***** Extracted entries *****

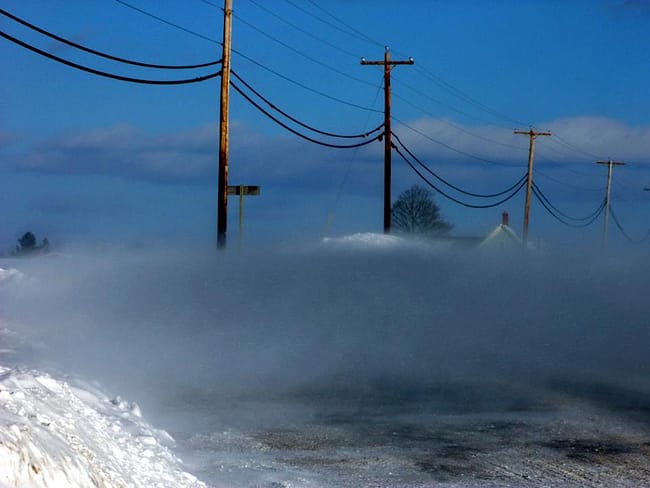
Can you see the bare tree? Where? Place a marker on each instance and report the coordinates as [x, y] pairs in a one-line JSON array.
[[415, 212]]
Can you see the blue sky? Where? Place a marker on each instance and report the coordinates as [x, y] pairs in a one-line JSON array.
[[88, 159]]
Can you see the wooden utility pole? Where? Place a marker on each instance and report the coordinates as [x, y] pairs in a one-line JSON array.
[[388, 64], [610, 165], [222, 193], [529, 178]]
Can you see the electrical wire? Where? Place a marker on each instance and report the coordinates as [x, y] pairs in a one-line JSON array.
[[458, 93], [578, 219], [172, 24], [449, 197], [304, 31], [445, 182], [348, 32], [348, 26], [549, 209], [303, 86], [625, 234], [456, 150], [300, 53], [295, 132], [451, 124], [104, 73], [302, 124], [569, 185], [99, 53]]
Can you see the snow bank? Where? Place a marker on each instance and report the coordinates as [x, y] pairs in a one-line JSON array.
[[53, 434], [372, 240], [8, 274]]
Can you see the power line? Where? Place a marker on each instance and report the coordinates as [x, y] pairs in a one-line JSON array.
[[348, 32], [295, 132], [304, 31], [164, 21], [352, 29], [541, 195], [449, 197], [99, 53], [625, 234], [302, 124], [460, 190], [104, 73], [575, 187], [550, 210], [300, 53], [455, 126], [454, 149], [439, 102], [302, 85]]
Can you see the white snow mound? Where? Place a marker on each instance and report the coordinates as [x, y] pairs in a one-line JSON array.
[[8, 274], [56, 435]]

*****

Task to complete ->
Start at the top line above and repeat the records verbatim, leaving images out.

Output of the exercise ->
Can you see the bare tree? Where? Place a marker on each instance and report the coordinates as [x, y] pairs in a one-line JSON array.
[[415, 212]]
Can you see the blue sky? Where? Place a marker on each instance and report the coordinates as [x, y] pairs in a one-line JSON array.
[[88, 159]]
Can you see the wooden utility pole? Where? Place a marker on each instance and report the coordinates as [x, y] pairs in a one-line JSON array.
[[388, 64], [610, 165], [222, 193], [529, 178]]
Can you see the electrical wire? Where? Place a marker on each instance and report the coordinates as [x, y] pairs in a one-line JSON array.
[[458, 93], [578, 219], [172, 24], [449, 197], [304, 31], [445, 182], [348, 32], [348, 26], [549, 209], [303, 86], [625, 234], [456, 150], [300, 53], [295, 132], [451, 124], [104, 73], [302, 124], [569, 185], [99, 53]]
Can you see the snow bank? Where? Place a marker on each instance and report the coordinates as [x, y] pairs in a one-line JSON array.
[[53, 434], [372, 240], [8, 274]]
Can you see the power line? Where? Place a marker on each instance and report the coordinates as [x, y] pairs in a one-line JSON array.
[[348, 32], [295, 132], [304, 31], [164, 21], [352, 29], [541, 195], [449, 197], [99, 53], [625, 234], [302, 124], [460, 190], [104, 73], [575, 187], [550, 210], [300, 53], [455, 126], [454, 149], [439, 102], [302, 85]]
Can you see the white snow mound? Where? Place a marker on each instance and report the coordinates as [x, y] pairs in a one-line JSON array.
[[8, 274], [56, 435]]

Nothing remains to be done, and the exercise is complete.